→ **GIVEN INSTRUCTION 1**:
In the records, swap "paper coffee cup" for "ceramic mug" from the line that contains "Exercise. Mark the shirt" through the end of the records. Return only those lines, with everything else unchanged.

Petitioners argue that their operating losses are typical of the start-up phase of a horse-breeding*344 business and, moreover, were due to circumstances beyond their control. They attribute their difficulties to economic recession, inflation, marital discord, ailments suffered by their horses, problems with their trainers and the failure of petitioner's textile business. Difficulties at the outset, anticipated and unanticipated, indeed may cause losses in a profit-oriented operation; it does not follow, however, that an operation that suffers such difficulties is profit-oriented, rather than recreational in nature.

[T]he presence of losses in the formative years of a business, particularly one involving the breeding of horses, is not inconsistent with an intention to achieve a later profitable level of operation, bearing in mind, however, that the goal must be to realize a profit on the entire operation, which presupposes not only future net earnings but also sufficient net earnings to recoup the losses which have meanwhile been sustained in the intervening years.

→ **MATERIAL FOR THIS TASK**:
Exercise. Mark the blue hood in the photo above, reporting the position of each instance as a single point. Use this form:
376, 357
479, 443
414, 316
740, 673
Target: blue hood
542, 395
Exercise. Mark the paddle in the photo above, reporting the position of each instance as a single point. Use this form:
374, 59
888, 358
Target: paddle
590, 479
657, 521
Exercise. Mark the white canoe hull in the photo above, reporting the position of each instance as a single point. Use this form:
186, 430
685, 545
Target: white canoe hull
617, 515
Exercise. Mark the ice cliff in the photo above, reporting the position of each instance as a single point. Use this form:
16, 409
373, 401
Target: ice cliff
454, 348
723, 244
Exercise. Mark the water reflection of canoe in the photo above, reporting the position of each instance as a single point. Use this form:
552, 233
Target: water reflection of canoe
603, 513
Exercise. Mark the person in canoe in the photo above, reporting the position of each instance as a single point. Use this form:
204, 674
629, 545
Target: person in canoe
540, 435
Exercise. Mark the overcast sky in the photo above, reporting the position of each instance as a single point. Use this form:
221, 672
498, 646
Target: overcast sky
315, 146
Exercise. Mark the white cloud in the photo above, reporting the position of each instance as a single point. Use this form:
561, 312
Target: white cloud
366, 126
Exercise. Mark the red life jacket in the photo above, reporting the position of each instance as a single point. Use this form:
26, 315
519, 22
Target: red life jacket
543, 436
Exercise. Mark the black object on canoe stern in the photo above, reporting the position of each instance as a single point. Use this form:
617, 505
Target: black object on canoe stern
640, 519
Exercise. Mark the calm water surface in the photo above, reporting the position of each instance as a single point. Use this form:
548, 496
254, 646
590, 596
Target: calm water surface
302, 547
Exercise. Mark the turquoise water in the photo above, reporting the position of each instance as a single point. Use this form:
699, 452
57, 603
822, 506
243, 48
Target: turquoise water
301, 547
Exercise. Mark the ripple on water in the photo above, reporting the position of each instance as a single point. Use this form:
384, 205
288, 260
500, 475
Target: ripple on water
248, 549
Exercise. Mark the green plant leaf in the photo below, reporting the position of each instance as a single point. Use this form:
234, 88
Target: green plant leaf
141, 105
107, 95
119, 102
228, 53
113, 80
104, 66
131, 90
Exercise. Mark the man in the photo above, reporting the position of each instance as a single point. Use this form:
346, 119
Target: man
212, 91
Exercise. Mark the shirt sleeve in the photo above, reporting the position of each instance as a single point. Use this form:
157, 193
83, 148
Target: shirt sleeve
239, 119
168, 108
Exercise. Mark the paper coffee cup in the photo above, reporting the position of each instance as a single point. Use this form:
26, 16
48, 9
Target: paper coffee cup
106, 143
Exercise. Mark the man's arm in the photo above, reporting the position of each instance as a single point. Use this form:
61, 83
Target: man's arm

→ **GIVEN INSTRUCTION 2**:
Transcribe the passage from the excerpt on horse-breeding losses that begins at the words "Petitioners argue that" and stops after "recreational in nature.".

→ **EXERCISE RESULT 1**:
Exercise. Mark the shirt sleeve in the photo above, reporting the position of each instance as a single point. Use this form:
157, 193
83, 148
Target: shirt sleeve
239, 119
168, 108
Exercise. Mark the ceramic mug in the photo above, reporting the position of each instance as a single point. Use this form:
26, 16
48, 9
Target: ceramic mug
106, 143
Exercise. Mark the man's arm in the photo above, reporting the position of each instance as a single point. Use this form:
61, 83
Target: man's arm

→ **EXERCISE RESULT 2**:
Petitioners argue that their operating losses are typical of the start-up phase of a horse-breeding*344 business and, moreover, were due to circumstances beyond their control. They attribute their difficulties to economic recession, inflation, marital discord, ailments suffered by their horses, problems with their trainers and the failure of petitioner's textile business. Difficulties at the outset, anticipated and unanticipated, indeed may cause losses in a profit-oriented operation; it does not follow, however, that an operation that suffers such difficulties is profit-oriented, rather than recreational in nature.